[[ TEXT, beginning ]]

3dmark06 Score - 18,600.
Honestly it sounds to me like you might have gotten either a bad processor or Motherboard, as I have had no problems with mine, also make sure your bios is up to date, and also make sure your ram is compatible with the board. Change some voltages around a bit and see if it helps.
Sorry - PSU is Tagan 1300 Watt (TG 1300BZ). Today we tried a similar spec Coolermaster unit (sorry I don't remember the model number) and the system behaved the same.
We had the same thought, but I'm now pretty sure the PSU is not the weak link.
TRy a different brand of memory.
I have 680i evga mobo, 2 x evga 8800gtx superclocked cards and Intel X6800 extreme cpu.
I went through 3 sets of corsair dominator ram and constant issues. Changed to Geil (2gigs), cost me one third less than the corsair and it works perfectly. I have overclocked the mobo fsb, cpu, gpu's and memory to the max and no probs. regards ed.
Message edited by ed12371 on 05-21-2008 at 09:03:17 PM
I have a QX9650, and with some patience and RAM timings / voltage tweaks I was finally able to get it stable at stock settings with 2x9800GTX SLI. I was getting lots of blue screens initially because the BIOS by default did not provide enough voltage to the RAM (1.5V)
These are my settings with the OCZ Platinum 10666 without any hard locks for nearly a week of heavy gaming.
8-7-7-22 2T (stock 7-7-7-20 1T was no good...constant lockups)
780i boards dont play nice with the new quads. Its a known issue since Nvidia wont licensw sli to Intel they changed something in the chips on the new quads to screw with 780i chipsets.
BAD MOBO.... swap it out with another EVGA 790, and if that doesnt work, RMA the whole board and proc and start over. I doubt very seriously that it is anything else but one of those two items.

[[ TEXT, end ]]
[[ DATASET EXTRACT, beginning ]]

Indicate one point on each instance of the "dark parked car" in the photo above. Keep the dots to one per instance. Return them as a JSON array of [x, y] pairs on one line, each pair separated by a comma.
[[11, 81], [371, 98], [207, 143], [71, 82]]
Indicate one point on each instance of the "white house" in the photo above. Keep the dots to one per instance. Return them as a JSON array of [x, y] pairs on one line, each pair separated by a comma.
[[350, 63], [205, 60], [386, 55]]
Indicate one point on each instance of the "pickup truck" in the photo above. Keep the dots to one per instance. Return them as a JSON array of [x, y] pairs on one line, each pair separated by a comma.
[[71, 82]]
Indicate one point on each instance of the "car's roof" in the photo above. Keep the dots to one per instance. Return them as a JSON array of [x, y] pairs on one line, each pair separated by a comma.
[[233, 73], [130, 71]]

[[ DATASET EXTRACT, end ]]
[[ DATASET EXTRACT, beginning ]]

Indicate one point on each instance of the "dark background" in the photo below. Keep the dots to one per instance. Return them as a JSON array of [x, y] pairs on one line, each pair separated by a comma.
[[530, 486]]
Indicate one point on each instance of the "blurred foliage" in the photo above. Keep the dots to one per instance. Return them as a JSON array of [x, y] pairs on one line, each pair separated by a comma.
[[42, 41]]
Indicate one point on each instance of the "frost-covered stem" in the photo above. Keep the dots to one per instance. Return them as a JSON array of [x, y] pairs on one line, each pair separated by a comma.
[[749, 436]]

[[ DATASET EXTRACT, end ]]

WORK REQUEST 1 >> Translate this sentence from the hardware troubleshooting thread into Spanish: "We had the same thought, but I'm now pretty sure the PSU is not the weak link."
WORK REQUEST 2 >> Continue the hardware troubleshooting thread from the point where it stops.

TASK OUTPUT 1 >> Tuvimos la misma idea, pero ahora estoy bastante seguro de que la PSU no es el eslabón débil.

TASK OUTPUT 2 >>
Your PSU has more than enough power and is a reliable brand. Im running four hard drives, 2 dvd-rw's and 2 8800 GT's plus 9 different fan motors, and a neon, and a quadcore over clocked to hell, and my 1200 WATT is holding it all fine with room to spare.
You could have gotten a faulty board or proc, it has happened before.
You have already swapped out ram, as you have stated.
The only other possibilty I see is that you are shorting the system on something somewhere. Make sure all your standoffs are correct, and try plugging it directly into a wall outlet, not a surge protector.
Sometimes with these beast rigs, they draw to much power, and the outlet isnt consistent, meaning drops in source power to the PSU, meaning drops in power to the MOBO and Processor. Try a different outlet in a different room just for s-h-i-t-s and giggles.
OH and one other thing... Have you tried plugging any other graphics cards into the board and see if they do the same thing?? what about trying one of the 9800 GX2's on another board?? or trying one on your board and then the other.
Sorry to hit you with so many possibles but I believe I narrowed it down to every possibility and diagnostic you could do. You just got try em and see.